Activity:
Copy the records from their start through the line that contains "box: [163, 115, 194, 126]", and keep every character the same.

Collected data:

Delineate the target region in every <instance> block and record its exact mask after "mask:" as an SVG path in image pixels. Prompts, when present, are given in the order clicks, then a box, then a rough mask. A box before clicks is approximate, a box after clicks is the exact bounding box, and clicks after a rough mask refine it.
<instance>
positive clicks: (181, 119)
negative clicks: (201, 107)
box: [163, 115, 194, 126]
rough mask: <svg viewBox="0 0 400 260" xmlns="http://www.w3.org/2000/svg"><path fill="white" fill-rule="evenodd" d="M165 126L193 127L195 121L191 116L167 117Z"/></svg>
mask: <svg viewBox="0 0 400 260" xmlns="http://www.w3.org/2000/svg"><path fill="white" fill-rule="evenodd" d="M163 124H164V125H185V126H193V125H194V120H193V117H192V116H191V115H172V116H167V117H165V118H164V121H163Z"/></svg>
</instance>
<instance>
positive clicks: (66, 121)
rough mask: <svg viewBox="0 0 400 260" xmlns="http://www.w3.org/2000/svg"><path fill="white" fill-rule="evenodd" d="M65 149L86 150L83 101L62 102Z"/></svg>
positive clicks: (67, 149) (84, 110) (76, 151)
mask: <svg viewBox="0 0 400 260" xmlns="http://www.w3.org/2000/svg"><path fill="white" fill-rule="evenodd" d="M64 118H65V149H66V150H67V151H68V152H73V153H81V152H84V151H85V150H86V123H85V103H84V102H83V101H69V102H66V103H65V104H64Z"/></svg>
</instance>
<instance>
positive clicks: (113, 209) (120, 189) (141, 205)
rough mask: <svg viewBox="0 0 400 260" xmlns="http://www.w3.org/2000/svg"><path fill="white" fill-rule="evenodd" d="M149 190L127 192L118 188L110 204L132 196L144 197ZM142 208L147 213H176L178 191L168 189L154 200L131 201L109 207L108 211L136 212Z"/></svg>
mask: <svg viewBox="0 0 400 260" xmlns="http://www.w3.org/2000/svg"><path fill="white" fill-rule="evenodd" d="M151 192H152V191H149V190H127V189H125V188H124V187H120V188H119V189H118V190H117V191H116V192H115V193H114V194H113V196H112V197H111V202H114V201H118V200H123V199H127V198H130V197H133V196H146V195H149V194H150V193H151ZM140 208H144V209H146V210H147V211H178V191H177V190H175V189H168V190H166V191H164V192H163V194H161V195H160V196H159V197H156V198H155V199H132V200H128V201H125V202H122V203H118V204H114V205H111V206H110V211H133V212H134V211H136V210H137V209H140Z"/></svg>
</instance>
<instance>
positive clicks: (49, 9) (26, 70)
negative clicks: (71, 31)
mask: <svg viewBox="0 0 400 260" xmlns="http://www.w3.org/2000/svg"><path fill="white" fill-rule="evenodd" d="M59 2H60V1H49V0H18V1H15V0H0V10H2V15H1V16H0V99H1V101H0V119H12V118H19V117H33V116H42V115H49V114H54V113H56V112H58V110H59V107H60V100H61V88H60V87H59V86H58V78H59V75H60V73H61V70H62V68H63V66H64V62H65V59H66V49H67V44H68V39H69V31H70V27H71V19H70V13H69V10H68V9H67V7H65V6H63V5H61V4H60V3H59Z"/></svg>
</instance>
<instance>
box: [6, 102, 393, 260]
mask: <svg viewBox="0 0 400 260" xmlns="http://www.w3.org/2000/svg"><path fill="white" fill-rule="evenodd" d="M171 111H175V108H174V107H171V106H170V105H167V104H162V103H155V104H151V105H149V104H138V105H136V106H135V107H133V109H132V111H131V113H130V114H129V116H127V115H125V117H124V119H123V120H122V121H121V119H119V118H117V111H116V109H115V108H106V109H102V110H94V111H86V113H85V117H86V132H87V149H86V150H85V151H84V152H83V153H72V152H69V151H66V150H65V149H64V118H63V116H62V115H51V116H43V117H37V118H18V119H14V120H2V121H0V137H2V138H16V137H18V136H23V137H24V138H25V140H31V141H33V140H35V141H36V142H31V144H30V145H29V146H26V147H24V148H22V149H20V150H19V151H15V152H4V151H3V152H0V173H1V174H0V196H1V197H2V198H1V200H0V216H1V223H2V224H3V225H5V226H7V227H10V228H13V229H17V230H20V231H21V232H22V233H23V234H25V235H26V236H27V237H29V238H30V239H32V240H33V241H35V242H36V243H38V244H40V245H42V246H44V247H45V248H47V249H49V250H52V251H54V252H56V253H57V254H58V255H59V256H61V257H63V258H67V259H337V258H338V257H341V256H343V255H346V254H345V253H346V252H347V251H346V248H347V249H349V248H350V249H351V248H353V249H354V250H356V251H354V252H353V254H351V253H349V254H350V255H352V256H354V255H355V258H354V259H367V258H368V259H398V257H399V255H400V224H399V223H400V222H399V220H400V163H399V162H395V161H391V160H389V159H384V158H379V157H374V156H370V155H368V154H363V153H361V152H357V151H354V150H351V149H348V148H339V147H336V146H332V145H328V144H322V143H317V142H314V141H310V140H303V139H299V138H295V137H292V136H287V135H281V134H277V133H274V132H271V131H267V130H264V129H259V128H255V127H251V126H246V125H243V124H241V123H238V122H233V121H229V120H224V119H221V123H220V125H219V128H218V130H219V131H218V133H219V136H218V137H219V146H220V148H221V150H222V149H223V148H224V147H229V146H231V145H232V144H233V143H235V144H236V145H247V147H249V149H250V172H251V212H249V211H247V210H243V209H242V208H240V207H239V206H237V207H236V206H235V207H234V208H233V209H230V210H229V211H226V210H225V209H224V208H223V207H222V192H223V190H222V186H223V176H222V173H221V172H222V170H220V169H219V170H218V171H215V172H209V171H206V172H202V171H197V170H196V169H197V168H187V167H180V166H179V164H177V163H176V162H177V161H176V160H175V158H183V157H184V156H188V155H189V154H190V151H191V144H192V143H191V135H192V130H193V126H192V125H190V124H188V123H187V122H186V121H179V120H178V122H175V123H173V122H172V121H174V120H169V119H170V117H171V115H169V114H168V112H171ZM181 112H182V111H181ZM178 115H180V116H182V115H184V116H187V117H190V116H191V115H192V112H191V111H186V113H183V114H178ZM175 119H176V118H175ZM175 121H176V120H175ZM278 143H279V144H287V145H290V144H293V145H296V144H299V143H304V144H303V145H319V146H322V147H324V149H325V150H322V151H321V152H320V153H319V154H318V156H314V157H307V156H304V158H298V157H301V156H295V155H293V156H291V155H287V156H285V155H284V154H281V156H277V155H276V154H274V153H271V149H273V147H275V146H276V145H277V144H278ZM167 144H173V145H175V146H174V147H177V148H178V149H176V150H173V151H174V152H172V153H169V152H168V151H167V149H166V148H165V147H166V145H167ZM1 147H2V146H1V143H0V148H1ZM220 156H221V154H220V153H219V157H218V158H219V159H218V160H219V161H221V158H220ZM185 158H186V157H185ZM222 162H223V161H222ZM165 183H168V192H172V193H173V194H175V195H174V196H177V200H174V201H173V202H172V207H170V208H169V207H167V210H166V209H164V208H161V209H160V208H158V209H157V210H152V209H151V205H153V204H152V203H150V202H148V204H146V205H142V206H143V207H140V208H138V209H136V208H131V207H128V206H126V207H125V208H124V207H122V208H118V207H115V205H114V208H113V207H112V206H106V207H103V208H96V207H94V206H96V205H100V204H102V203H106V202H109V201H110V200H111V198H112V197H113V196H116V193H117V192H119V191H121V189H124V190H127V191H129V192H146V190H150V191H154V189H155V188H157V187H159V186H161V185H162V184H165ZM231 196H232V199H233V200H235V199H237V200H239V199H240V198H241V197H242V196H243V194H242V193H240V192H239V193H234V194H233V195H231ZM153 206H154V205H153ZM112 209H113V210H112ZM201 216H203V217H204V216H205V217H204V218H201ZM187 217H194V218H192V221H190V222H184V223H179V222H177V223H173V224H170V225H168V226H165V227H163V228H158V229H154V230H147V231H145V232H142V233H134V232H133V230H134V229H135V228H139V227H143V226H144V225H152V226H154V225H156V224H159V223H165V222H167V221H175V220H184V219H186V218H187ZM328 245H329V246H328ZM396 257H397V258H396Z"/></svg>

Answer space:
Delineate the target region in every <instance> block and record its exact mask after "mask:" as an SVG path in image pixels. Prompts, when present, are given in the order clicks, then a box, then a rough mask. A box before clicks is approximate, a box after clicks is the exact bounding box, and clicks after a rough mask refine it.
<instance>
positive clicks: (181, 119)
negative clicks: (201, 107)
box: [163, 115, 194, 126]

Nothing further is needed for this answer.